- Supplied information:
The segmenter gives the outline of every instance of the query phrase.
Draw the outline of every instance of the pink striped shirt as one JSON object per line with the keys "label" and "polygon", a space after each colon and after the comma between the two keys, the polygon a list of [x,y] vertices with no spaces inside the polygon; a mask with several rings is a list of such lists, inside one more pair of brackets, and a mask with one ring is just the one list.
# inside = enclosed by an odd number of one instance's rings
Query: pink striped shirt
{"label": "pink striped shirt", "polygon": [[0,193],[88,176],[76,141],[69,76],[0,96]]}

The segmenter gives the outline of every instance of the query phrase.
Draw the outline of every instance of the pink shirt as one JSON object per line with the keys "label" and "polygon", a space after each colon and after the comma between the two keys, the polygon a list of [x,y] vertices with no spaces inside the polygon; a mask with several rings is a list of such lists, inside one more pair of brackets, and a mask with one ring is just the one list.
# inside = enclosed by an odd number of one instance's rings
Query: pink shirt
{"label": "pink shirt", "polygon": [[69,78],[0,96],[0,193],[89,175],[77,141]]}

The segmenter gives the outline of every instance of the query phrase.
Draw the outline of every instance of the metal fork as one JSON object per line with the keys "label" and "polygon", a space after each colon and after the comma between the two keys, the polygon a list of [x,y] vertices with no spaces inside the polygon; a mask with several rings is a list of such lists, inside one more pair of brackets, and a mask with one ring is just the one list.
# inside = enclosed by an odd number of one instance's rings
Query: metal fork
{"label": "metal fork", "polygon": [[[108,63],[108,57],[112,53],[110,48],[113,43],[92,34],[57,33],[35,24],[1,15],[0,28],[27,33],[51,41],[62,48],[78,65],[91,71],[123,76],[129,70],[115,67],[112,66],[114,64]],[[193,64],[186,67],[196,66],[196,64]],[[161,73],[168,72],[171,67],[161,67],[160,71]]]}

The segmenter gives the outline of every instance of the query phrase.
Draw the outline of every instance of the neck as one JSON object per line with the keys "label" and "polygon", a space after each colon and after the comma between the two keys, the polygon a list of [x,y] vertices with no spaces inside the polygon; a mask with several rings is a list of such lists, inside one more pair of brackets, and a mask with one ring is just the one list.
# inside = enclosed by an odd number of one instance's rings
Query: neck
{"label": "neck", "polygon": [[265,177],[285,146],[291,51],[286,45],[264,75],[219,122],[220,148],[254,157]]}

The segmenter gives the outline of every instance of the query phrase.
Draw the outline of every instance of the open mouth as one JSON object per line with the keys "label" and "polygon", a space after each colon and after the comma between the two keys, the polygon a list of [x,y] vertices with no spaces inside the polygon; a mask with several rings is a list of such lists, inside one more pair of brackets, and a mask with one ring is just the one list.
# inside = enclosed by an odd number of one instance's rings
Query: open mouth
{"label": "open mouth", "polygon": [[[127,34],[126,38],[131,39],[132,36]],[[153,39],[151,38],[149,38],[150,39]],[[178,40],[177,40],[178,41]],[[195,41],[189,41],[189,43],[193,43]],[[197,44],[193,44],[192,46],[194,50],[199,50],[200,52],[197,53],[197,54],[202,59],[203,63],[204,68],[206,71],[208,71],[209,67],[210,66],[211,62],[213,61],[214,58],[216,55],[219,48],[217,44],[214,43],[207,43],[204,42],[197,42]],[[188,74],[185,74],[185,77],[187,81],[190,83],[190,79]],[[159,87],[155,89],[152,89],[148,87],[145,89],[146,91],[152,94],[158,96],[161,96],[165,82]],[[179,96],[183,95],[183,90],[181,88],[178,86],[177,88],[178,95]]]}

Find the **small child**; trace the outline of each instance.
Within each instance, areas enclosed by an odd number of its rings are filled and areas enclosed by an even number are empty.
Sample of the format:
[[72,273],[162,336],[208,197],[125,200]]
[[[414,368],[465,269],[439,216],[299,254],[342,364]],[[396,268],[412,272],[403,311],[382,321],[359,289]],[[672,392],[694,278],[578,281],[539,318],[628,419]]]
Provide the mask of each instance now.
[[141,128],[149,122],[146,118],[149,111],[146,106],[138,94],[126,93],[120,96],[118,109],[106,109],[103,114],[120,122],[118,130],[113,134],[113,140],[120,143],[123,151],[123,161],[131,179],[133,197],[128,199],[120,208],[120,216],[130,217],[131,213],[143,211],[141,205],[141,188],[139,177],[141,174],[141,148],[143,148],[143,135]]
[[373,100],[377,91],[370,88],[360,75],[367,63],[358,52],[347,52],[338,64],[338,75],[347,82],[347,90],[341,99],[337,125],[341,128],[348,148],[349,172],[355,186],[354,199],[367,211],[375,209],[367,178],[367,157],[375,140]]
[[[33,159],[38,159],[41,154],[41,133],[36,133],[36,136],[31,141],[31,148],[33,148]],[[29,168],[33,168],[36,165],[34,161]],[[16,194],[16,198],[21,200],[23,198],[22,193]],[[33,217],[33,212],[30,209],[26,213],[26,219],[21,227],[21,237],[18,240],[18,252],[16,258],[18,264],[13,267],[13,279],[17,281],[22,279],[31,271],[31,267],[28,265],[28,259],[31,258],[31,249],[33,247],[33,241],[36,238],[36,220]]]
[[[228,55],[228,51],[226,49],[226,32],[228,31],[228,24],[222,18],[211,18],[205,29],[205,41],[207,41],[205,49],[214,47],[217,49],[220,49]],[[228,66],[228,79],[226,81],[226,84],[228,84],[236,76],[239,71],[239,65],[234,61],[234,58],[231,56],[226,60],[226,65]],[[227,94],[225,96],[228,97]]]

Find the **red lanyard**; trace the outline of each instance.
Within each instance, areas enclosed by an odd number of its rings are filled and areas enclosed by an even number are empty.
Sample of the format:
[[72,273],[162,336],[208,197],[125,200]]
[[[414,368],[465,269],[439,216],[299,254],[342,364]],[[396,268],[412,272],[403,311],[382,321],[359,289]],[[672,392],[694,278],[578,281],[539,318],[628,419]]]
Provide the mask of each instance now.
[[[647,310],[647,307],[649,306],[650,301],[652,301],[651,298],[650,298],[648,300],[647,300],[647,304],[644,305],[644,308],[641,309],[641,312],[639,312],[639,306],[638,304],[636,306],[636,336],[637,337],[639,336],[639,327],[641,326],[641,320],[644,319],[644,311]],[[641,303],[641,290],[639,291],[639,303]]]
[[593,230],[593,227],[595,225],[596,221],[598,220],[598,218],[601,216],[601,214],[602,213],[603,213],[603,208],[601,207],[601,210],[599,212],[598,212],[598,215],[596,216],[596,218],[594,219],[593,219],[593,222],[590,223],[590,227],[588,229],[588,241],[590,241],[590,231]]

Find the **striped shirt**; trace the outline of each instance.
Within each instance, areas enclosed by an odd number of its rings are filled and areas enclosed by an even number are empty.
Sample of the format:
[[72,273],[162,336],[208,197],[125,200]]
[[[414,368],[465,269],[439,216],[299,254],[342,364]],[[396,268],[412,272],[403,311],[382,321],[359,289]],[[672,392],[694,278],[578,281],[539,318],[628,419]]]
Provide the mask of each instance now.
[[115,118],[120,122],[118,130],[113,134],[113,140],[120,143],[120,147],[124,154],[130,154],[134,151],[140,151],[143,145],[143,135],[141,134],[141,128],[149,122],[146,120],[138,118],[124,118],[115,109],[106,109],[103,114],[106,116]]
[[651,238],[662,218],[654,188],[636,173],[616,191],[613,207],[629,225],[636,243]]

- Requirements: How many lines in the records above contain the string "Find"? Reply with the number alone.

- Task answer: 3